*Petunjuk Latihan*:
**A)** Jawab pertanyaan berikut berdasarkan teks tentang alat musik tradisional Kepulauan Kai.
(i) Savarngil terbuat dari bahan apa?
(ii) Membran pada tiva dibuat dari kulit hewan apa?
(iii) Dada terbuat dari logam apa?
**B)** Ubah paragraf yang diawali "Savarngil : Seruling kecil" dalam teks tentang alat musik tradisional Kepulauan Kai menjadi daftar poin yang memuat fakta-fakta utamanya.
**C)** Tolong lanjutkan teks tentang alat musik tradisional Kepulauan Kai, dimulai setelah kalimat terakhirnya.

═══ Bagian Teks

Selasa, 13 September 2011

Seni Budaya daan Tarian Evav

Seni Budaya
Alat Musik

Alat musik tradisional di Kepulauan Kai adalah:

    Savarngil : Seruling kecil lokal sepanjang 4 sampai 8 inci, terbuka di kedua ujung, memiliki enam lubang tempat jari, terbuat dari bambu, dan tanpa kunci nada.
    Tiva (Gendang): Terdiri atas selembar membran dari kulit sapi yang direntangkan erat-erat menutupi salah satu ujung dari sebuah wadah yang berlubang.
    Dada (Gong): Alat musik tabuh dengan jari-jari 12 sampai 15 inci, terbuat dari tembaga atau besi dengan tonjolan di bagian tengah.

══════
═══ Baris Data

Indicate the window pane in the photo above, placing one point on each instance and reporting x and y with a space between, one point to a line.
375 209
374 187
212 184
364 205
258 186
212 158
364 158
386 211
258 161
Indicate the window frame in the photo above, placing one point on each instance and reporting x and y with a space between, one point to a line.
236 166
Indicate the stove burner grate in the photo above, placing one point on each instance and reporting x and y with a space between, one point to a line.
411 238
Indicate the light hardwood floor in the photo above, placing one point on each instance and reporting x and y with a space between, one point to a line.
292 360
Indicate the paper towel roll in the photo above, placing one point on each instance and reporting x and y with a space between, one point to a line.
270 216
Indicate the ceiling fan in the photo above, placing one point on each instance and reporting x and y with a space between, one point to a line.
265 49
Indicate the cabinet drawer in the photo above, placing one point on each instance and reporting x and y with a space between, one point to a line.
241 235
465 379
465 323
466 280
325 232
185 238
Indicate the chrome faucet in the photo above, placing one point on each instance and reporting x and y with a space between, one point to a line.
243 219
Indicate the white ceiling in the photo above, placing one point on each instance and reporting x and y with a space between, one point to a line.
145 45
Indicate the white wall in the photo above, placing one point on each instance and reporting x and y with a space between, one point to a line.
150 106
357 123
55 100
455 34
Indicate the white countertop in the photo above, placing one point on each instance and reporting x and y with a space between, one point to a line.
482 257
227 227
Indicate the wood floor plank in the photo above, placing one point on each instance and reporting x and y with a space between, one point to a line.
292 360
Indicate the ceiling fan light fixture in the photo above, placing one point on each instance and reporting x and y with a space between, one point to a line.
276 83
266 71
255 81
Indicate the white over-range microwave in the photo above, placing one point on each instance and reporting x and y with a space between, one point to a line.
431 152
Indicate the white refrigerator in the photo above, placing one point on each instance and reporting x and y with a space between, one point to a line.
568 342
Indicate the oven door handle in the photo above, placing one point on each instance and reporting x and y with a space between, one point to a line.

══════

*Jawaban*:
**A)**
(i) Bambu.
(ii) Kulit sapi.
(iii) Tembaga atau besi.

**B)**
- Savarngil adalah seruling kecil lokal dengan panjang 4 sampai 8 inci.
- Kedua ujungnya terbuka.
- Memiliki enam lubang untuk jari.
- Terbuat dari bambu.
- Tidak memiliki kunci nada.

**C)**
Tarian
Sosoy Temar-Rubil (Tarian Perang) yang penuh semangat hanya ditarikan oleh kaum pria, sementara tarian yang lembut seperti Sosoy Kibas (Tari Kipas) hanya ditarikan oleh kaum wanita. Gerakan-gerakan yang tidak terlampau lembut maupun beringas hanya terdapat dalam Sosoy Sawat (Tarian Pergaulan) dan Sosoy Yarit (Tarian Umum), dan oleh karenanya dapat ditarikan baik oleh pria maupun wanita. Gerak-gerik yang agung dan lemah-lembut diijinkan dalam tarian pria seperti dalam Sosoy Swar Man-Vuun (Tarian Penghormatan), namun gerak-gerik yang cepat dan lincah tidak terdapat dalam tarian wanita. Tarian asli Kei umumnya diciptakan untuk tujuan penghormatan, sehingga jarang ditarikan oleh anak-anak. Hanya orang dewasa dan remaja akil-balig yang diikutsertakan. Bahkan sosoy Swar Man-Vuun yang dipentaskan di haluan "Bilan" (Perahu Kebesaran) dulunya hanya ditarikan oleh pria yang sudah berkeluarga.

Penari wanita di kepulauan Kei juga menggunakan Kipas, Yerikh (Daun lontar yang dikeringkan) dan Penari Pria dapat menggunakan panah, parang, Tombak dan juga bulu Kasuari dan diikatkan pada ujung tongkat berukuran kurang lebih 10 cm.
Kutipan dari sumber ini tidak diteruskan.